SET EXERCISE: Copy the items below word for word, everything from the line containing "Locate the white railing" down to the end of the items.

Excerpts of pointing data
— BEGIN —
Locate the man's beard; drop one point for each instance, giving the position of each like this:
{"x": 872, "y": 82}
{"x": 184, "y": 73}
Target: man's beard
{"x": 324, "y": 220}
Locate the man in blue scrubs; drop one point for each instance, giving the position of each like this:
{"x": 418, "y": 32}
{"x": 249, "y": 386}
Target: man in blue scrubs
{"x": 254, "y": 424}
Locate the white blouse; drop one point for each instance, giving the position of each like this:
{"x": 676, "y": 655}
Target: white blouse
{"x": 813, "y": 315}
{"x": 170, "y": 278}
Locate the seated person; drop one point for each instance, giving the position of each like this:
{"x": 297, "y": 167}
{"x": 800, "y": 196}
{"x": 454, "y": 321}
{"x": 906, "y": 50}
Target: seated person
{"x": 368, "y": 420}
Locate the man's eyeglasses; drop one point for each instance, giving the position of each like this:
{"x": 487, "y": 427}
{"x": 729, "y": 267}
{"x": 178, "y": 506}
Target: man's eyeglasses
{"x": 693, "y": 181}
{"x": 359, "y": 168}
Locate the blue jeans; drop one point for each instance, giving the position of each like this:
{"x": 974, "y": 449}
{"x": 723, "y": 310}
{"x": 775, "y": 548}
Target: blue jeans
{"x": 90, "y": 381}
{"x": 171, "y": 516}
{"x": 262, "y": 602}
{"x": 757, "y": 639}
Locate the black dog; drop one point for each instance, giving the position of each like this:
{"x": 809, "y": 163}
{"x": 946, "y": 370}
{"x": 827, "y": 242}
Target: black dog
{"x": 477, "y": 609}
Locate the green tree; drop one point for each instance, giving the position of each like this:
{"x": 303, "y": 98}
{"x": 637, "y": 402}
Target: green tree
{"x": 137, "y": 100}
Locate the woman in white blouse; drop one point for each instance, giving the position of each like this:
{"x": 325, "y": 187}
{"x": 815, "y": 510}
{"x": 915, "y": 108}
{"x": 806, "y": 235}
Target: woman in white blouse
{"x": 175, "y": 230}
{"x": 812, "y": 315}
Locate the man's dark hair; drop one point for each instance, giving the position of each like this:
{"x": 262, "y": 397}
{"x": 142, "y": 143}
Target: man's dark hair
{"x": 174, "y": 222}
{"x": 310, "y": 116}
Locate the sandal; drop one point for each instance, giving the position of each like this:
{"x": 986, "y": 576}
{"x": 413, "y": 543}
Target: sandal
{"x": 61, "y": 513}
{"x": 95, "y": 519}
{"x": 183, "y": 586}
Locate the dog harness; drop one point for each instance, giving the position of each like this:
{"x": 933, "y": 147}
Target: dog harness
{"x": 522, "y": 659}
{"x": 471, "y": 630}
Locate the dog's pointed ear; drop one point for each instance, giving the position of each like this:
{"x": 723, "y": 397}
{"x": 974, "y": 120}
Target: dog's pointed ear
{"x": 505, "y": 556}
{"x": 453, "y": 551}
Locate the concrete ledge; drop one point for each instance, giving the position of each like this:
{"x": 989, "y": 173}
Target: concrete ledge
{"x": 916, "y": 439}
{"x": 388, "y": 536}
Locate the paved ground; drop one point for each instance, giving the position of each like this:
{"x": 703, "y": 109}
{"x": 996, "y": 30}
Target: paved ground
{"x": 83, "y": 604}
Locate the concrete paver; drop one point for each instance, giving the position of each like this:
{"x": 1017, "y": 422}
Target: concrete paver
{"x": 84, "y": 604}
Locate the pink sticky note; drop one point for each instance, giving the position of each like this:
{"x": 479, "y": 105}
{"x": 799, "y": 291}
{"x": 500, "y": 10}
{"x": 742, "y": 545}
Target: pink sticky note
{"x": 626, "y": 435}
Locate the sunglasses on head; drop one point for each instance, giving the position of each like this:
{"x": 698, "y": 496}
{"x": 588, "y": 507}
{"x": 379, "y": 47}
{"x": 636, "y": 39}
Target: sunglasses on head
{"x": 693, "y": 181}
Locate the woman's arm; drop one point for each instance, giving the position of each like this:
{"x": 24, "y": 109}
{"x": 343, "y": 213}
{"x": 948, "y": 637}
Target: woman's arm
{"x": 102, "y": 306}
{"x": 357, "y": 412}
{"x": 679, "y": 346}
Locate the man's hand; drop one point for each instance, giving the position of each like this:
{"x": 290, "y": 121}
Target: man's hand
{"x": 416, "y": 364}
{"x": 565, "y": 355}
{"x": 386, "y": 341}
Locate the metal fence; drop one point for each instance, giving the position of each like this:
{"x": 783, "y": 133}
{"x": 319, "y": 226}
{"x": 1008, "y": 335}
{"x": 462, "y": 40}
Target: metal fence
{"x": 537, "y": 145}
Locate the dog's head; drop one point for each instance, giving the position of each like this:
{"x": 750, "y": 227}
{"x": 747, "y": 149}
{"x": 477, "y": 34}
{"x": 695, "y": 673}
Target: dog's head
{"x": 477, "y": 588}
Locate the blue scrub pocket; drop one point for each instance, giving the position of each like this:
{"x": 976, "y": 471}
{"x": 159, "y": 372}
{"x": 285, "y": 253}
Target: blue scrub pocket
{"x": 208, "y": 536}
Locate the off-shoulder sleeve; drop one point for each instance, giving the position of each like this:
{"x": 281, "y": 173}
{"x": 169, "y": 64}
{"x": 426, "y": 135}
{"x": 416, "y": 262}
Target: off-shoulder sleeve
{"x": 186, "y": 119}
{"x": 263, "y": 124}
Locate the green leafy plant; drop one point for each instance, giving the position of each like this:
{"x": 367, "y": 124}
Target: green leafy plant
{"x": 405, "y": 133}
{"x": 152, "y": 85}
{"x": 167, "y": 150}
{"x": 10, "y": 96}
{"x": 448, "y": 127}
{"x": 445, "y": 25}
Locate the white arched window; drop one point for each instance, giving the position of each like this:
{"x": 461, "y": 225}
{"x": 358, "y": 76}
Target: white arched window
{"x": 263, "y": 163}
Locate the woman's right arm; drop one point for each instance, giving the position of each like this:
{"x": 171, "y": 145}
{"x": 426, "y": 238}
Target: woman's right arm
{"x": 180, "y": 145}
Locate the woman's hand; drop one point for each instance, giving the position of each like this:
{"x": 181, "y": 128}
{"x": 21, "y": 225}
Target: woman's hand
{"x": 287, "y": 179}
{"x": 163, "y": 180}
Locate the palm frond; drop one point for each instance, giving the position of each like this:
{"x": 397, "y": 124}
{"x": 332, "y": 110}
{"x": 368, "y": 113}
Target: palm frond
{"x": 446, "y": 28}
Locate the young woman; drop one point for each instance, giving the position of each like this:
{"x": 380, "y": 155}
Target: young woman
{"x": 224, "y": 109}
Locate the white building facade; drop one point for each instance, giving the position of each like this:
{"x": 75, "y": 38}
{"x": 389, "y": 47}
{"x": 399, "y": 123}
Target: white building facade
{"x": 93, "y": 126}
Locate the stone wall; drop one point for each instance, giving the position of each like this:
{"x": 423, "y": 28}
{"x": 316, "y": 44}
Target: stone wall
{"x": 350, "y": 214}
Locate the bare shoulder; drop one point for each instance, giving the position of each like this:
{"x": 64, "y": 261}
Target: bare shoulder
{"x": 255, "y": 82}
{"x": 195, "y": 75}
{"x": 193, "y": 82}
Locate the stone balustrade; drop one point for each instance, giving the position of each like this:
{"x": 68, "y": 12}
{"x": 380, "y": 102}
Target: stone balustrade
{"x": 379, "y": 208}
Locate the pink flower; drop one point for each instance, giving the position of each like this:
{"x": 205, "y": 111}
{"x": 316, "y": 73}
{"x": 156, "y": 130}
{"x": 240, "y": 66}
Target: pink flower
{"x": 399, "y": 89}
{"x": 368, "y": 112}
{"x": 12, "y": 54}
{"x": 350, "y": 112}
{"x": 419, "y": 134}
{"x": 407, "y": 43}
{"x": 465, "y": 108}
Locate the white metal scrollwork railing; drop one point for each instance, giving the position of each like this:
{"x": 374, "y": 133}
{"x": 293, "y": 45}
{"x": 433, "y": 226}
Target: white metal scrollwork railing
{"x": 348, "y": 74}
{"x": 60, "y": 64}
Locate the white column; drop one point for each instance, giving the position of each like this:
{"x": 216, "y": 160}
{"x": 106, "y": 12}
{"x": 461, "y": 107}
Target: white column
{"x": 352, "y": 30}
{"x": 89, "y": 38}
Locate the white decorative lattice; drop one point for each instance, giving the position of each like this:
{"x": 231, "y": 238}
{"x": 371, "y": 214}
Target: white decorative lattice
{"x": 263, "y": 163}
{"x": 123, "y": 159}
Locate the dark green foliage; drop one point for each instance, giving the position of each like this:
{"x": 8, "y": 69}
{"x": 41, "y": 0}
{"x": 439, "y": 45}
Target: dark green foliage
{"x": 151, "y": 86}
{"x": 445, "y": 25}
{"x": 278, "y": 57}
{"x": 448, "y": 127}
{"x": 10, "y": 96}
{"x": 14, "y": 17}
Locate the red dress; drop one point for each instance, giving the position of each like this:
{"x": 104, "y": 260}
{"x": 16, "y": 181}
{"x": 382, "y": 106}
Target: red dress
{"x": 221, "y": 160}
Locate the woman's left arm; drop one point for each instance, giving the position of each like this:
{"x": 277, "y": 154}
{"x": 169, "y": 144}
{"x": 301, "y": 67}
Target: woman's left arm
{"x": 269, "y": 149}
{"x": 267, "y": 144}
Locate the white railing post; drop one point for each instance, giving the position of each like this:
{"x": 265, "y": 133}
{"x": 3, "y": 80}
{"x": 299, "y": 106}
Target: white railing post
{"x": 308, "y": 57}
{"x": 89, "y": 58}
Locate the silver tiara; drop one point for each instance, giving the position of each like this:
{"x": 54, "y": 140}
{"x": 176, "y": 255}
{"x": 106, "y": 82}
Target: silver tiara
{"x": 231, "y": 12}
— END —
SOLUTION BELOW:
Locate the white railing post; drop one point for each instance, giving the position of each like this:
{"x": 265, "y": 133}
{"x": 3, "y": 80}
{"x": 299, "y": 106}
Target: white railing post
{"x": 308, "y": 57}
{"x": 89, "y": 58}
Locate the silver tiara; drop one point for each instance, giving the position of each like this:
{"x": 54, "y": 140}
{"x": 176, "y": 255}
{"x": 106, "y": 82}
Target: silver tiara
{"x": 231, "y": 12}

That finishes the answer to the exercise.